■ Stated goal a
Turn the lines of the listing below, from the line containing "Given the scene below, your job is to locate the green" through the line containing "[101,573,174,599]" (both included), into a Markdown table with the columns Row and Line, leaving out blank lines.

■ Text section
>>>
The truth is out there…the town of little green aliens:)
We had to get there first. A quick early morning trip to a very friendly Pecos Propane outlet just up the road to get our two 40 lb. propane tanks filled didn’t set us back much $50 for both, $2.99 a gallon, that still confuses me that it isn’t sold by the pound. I had told the attendant filling the tanks how much the new tanks cost in Canada, $300 each as he was looking at the reconditioning stamp on ours, holy sh*t he said, they are $109 each here brand new, then he said he understood why we had reconditioned ones!
Leaving Carlsbad we headed North on the 285 towards Roswell, you go through Artesia, more guns and gods and oil. Comes with the territory.
…then you can’t help but giggle as you come into Roswell, of course there are gun signs and god but there are also little green aliens everywhere welcoming you as well! All because of the the Roswell incident. According to Wikipedia:
The Roswell incident occurred amid the flying saucer craze of 1947. On June 26, media nationwide had reported civilian pilot Kenneth Arnold‘s story of seeing what became known as “Flying Saucers”. Historians would later chronicle over 800 “copycat” sightings that were reported after the Arnold story was published.
On Saturday night, July 5, 1947, rancher W.W. “Mac” Brazel made a trip from his remote ranch to town, Corona, New Mexico. The ranch had no phone and no radio, leaving Brazel unaware of the flying saucer craze of the prior ten days.
As a result, it was not until Saturday night that Brazel connected debris he’d found three weeks earlier with the flying disks in the news. The debris – tinfoil, rubber, and thin wooden beams – had been scattered across a square mile of the ranch. Brazel previously had gathered it and pushed it under some brush to dispose of it.
When Brazel heard stories of silvery flying discs that Saturday night in Corona, he decided to gather up his prior find. On Sunday, July 6, Brazel dug out the debris and on Monday, July 7, he took it in to the sheriff’s office in Roswell. The sheriff called Roswell Army Air Field, which assigned the matter to Major Jesse Marcel. Brazel took Marcel back to the debris site, and the two gathered up more pieces of rubber and tinfoil. Marcel took the material home on Monday night.
<<<
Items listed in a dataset
>>>
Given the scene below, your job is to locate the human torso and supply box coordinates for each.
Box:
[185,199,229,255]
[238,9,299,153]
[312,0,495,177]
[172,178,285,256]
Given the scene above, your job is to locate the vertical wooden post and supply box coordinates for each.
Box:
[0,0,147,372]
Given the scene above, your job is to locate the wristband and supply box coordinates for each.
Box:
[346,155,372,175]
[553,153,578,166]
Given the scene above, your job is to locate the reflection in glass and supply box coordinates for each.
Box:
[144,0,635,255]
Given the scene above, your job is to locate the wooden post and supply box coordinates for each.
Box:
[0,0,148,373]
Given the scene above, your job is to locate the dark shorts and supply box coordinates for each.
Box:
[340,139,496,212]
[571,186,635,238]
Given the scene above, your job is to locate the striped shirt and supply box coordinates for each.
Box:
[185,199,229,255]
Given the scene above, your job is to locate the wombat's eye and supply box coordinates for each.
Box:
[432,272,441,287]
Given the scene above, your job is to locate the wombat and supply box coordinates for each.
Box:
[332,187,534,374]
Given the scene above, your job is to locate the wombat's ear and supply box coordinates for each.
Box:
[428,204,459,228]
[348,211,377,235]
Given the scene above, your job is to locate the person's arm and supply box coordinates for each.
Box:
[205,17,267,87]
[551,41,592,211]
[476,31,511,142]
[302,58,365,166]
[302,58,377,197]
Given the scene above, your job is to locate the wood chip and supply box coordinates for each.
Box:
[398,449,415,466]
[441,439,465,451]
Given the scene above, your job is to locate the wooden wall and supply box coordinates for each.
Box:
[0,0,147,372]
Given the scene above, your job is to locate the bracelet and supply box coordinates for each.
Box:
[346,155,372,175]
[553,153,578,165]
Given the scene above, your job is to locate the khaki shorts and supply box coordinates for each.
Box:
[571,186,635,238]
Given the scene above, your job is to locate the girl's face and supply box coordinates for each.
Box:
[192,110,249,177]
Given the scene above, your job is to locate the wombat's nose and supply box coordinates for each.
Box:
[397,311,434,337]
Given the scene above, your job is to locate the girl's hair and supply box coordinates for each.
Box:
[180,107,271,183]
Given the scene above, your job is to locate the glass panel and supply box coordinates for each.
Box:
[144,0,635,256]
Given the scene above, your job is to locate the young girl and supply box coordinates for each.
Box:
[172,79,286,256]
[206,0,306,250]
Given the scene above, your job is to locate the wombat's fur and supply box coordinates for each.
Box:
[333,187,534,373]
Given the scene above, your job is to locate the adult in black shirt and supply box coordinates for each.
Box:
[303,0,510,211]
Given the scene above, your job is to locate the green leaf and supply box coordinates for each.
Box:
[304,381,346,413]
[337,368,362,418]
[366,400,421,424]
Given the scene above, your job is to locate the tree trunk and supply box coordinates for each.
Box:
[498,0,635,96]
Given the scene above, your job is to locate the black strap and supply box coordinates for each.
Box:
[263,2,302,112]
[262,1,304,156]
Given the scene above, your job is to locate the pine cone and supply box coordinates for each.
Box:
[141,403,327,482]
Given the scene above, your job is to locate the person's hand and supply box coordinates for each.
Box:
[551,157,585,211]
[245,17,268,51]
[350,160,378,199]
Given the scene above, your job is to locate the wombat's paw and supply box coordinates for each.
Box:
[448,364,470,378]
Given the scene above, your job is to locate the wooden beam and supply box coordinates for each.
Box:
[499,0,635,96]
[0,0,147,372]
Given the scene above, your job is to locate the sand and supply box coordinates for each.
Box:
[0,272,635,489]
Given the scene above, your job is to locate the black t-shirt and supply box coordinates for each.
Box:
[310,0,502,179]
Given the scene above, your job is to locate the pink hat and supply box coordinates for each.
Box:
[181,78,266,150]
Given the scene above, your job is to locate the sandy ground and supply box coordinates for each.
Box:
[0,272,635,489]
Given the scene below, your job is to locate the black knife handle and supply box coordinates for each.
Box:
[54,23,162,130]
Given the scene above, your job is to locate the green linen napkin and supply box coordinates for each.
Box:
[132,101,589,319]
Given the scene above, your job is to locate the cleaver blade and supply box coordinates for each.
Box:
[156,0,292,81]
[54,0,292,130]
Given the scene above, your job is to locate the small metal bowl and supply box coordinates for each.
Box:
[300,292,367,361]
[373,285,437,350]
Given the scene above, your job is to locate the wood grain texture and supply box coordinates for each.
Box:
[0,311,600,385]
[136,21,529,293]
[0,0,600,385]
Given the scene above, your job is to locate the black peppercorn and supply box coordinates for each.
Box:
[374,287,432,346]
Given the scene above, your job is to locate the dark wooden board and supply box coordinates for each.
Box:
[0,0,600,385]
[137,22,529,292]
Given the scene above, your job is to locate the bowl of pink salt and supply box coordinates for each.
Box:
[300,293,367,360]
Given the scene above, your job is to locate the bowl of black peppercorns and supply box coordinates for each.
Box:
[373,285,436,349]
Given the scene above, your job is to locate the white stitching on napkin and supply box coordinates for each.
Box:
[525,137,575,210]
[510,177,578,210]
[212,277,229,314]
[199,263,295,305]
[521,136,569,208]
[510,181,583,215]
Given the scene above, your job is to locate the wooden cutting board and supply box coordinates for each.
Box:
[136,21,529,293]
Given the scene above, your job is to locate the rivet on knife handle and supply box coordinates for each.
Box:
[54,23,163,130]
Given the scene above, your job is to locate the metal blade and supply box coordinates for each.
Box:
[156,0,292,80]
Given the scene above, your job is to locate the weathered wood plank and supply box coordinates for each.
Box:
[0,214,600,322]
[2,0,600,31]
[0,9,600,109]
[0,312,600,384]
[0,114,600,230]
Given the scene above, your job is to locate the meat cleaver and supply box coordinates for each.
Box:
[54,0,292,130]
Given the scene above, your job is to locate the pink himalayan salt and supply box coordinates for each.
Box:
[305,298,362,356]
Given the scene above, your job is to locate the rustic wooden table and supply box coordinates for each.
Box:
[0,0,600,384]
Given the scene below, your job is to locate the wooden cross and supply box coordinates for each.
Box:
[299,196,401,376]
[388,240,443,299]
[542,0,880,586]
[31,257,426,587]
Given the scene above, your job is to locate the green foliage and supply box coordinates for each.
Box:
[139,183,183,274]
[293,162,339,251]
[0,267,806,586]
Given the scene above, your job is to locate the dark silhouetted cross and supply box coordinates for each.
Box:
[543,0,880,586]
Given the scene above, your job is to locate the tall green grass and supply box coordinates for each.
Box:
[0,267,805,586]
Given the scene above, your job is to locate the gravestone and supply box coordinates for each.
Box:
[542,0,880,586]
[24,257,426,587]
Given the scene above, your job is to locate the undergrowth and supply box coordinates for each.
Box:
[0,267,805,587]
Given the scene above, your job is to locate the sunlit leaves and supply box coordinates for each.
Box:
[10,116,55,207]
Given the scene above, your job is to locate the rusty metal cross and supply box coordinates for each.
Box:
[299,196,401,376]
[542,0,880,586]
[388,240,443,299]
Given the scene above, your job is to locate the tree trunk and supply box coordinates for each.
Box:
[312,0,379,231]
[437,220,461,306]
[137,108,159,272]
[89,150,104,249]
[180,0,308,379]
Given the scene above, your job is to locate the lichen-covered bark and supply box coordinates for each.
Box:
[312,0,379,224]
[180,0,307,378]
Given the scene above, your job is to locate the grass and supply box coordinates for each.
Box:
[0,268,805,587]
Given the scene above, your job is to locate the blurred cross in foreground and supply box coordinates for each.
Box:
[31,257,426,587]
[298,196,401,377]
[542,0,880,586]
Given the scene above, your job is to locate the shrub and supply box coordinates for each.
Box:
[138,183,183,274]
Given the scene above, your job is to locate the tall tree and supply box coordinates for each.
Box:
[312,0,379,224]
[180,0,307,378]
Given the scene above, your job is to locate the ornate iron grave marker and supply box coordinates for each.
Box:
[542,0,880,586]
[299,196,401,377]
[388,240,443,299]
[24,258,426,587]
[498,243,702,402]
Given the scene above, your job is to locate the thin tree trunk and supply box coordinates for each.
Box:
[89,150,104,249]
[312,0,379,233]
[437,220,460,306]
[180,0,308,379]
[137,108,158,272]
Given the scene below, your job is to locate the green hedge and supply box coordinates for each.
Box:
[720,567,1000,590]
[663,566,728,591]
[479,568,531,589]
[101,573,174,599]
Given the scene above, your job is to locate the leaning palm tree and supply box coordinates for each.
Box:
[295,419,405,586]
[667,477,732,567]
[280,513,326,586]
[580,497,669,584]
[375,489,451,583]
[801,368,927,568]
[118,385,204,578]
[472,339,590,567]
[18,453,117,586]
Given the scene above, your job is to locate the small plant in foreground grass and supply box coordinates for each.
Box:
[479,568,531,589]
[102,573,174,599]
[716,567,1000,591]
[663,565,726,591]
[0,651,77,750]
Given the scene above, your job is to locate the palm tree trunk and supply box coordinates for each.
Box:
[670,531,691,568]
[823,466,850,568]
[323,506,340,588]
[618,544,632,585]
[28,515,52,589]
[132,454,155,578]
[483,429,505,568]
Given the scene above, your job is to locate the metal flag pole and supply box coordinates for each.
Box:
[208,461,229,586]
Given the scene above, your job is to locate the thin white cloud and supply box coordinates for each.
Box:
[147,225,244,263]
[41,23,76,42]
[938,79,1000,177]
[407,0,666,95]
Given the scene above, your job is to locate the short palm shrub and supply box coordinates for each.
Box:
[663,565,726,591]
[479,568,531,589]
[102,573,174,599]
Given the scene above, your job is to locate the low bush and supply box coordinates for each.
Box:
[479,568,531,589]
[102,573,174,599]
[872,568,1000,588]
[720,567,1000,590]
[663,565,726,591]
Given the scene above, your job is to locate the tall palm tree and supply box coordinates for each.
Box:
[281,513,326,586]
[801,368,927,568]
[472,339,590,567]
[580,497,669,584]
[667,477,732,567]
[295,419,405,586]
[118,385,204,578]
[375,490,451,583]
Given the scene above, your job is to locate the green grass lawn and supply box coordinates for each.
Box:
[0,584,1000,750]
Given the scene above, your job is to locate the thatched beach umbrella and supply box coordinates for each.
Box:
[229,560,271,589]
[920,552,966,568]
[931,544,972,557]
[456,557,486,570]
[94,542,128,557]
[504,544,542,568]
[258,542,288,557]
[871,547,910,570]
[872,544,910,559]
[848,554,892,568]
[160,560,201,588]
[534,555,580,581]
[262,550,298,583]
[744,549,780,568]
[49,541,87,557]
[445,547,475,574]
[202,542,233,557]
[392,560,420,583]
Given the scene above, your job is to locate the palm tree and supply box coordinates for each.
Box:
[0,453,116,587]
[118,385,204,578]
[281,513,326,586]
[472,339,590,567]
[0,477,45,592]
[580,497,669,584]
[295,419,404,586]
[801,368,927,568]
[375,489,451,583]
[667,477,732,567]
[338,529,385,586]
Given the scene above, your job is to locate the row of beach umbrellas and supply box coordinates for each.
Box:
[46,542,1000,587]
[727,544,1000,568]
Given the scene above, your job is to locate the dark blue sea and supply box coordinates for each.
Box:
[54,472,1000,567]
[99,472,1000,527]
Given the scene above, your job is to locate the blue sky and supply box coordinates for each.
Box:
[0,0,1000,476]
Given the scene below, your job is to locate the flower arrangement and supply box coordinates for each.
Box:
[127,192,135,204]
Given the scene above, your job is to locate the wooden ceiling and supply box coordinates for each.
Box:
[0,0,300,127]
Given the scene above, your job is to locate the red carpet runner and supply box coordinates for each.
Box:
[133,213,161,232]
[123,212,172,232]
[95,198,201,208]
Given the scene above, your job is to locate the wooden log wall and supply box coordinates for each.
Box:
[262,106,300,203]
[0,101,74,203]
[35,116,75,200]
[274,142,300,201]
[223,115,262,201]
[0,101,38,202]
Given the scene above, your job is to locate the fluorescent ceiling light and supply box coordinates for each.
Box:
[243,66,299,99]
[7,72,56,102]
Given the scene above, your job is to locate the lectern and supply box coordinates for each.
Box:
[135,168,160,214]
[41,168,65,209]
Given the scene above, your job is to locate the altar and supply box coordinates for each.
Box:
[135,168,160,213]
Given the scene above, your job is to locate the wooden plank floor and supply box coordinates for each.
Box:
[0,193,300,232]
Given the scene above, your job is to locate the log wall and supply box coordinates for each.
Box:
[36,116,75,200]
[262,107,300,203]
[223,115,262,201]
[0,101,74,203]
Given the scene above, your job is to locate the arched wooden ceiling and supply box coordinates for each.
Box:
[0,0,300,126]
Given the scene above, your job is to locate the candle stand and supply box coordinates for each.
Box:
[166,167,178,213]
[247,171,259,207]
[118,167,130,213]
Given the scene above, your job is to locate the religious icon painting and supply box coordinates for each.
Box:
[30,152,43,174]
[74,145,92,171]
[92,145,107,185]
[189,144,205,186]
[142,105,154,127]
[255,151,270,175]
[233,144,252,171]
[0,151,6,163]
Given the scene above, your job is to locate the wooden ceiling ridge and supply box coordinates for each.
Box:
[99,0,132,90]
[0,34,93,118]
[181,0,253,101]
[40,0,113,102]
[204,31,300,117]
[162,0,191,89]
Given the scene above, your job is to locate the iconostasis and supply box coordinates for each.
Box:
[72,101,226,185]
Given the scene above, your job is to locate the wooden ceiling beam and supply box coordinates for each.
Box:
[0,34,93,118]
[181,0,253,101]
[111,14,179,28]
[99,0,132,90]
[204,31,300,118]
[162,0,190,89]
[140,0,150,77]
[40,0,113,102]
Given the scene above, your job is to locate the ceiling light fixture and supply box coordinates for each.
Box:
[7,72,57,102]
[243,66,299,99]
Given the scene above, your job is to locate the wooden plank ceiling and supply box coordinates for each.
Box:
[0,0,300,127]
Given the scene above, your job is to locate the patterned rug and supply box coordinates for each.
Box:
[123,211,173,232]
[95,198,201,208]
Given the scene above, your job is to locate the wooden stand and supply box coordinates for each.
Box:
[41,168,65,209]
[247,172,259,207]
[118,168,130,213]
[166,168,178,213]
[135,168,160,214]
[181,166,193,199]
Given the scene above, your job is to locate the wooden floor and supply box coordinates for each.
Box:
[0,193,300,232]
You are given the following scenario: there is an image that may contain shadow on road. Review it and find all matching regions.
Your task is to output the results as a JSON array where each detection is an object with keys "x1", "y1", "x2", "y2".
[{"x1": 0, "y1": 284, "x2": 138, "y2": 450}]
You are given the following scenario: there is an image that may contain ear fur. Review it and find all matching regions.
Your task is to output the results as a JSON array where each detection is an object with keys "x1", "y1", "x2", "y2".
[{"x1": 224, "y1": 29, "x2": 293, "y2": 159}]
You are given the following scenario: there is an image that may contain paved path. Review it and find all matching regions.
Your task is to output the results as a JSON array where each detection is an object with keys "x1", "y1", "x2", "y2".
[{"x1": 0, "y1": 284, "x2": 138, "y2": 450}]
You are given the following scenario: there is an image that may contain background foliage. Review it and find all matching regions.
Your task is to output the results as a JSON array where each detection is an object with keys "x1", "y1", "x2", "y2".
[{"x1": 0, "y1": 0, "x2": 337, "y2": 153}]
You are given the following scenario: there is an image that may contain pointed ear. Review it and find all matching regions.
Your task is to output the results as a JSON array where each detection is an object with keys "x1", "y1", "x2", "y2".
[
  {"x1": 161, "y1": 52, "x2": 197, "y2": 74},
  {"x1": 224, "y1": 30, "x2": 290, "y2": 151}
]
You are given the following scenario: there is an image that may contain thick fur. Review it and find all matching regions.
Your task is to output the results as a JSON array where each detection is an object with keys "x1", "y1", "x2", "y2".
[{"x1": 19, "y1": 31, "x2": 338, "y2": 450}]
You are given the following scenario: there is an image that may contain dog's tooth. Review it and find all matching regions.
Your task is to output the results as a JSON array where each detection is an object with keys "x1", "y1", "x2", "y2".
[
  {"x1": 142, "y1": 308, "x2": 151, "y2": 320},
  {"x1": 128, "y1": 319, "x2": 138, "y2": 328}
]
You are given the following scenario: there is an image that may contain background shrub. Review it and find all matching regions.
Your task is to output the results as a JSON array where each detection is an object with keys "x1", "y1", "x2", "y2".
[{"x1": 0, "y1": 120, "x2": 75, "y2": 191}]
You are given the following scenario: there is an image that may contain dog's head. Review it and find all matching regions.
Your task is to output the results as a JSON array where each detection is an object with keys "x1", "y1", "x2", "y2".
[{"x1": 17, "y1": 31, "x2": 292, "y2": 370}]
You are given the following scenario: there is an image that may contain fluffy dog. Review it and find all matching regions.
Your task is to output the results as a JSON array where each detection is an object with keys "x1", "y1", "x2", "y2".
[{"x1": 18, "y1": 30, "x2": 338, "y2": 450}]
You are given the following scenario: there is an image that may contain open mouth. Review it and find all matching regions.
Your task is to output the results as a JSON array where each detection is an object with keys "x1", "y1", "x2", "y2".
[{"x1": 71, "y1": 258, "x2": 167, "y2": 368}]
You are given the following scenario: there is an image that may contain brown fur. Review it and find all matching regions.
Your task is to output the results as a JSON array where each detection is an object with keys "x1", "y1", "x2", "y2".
<<<
■ Stated goal b
Answer these questions about the Roswell blog post:
(i) How much did filling both propane tanks cost?
(ii) What town do you go through when heading north on the 285 from Carlsbad toward Roswell?
(iii) Who did Roswell Army Air Field assign the matter to?

■ Correct result a
| Row | Line |
|---|---|
| 1 | Given the scene below, your job is to locate the green hedge and supply box coordinates for each. |
| 2 | Box: |
| 3 | [720,567,1000,590] |
| 4 | [663,566,728,591] |
| 5 | [479,568,531,589] |
| 6 | [101,573,174,599] |

■ Correct result b
(i) $50
(ii) Artesia
(iii) Major Jesse Marcel